PROBLEM TO WORK ON: Extract the line that contains "of the sunset" and every line after it to the end of the records below, exactly as written and nothing else.

Location identification items:
-*-*-

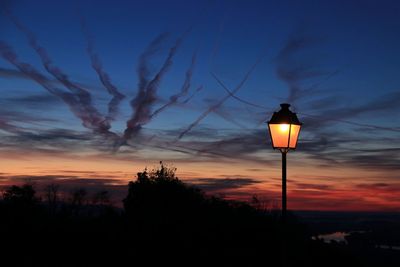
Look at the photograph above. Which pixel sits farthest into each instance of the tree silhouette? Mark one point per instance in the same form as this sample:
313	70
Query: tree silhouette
23	196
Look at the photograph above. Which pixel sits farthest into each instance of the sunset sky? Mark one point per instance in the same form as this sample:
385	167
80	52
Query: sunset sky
74	74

-*-*-

THE RESULT:
Look at the photograph above. Which pixel sits farthest into each instance of the sunset sky? Mark one point per instance in the same form as this sample:
385	167
80	52
Query: sunset sky
74	74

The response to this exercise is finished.